● **What you have to do**
Repeat every one of the records below word for word.
************
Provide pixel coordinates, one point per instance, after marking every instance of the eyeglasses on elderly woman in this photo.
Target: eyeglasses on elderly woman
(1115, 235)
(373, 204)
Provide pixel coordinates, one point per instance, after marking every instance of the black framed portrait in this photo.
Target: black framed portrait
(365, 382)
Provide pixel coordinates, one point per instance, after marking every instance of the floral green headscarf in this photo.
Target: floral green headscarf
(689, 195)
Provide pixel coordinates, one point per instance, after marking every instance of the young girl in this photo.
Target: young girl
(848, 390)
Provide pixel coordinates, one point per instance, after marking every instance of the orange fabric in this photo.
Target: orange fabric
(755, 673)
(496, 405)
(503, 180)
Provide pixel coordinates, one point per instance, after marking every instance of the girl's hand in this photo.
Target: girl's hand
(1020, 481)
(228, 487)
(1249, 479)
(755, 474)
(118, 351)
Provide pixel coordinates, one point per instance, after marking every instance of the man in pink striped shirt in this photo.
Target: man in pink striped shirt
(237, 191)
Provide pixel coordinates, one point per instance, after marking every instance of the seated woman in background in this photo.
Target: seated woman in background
************
● **Response**
Provide pixel coordinates, one point per instance, after marking every instance of the eyeglasses on elderly woman in this photo.
Target: eyeglasses on elderly woman
(1115, 235)
(373, 204)
Provide pixel coordinates, one point per instance, after marking every instance of the black framed portrait in this photo.
Target: black framed portrait
(365, 382)
Provide pixel coordinates, one point per instance, after marking every instance of the floral green headscarf in this photo.
Target: floral green headscarf
(689, 195)
Provide pixel coordinates, one point per instance, after marking every instance of the young girl in this photo.
Target: young girl
(848, 390)
Provide pixel coordinates, one point per instance, after marking every instance of the orange fabric in this photo.
Target: orange fabric
(755, 673)
(496, 405)
(503, 180)
Provide pixel coordinates, one point per instance, after marking every instance of the girl's hand in this photo.
Target: girl's hand
(1020, 481)
(228, 487)
(1249, 479)
(755, 474)
(118, 351)
Provide pixel coordinates, one point per instance, after marking every instance of the man in pink striped shirt in this photo.
Target: man in pink striped shirt
(237, 191)
Provide pixel coordinates, one point per instance, after marking every instance of the seated woman in background in this photo.
Target: seated woman in background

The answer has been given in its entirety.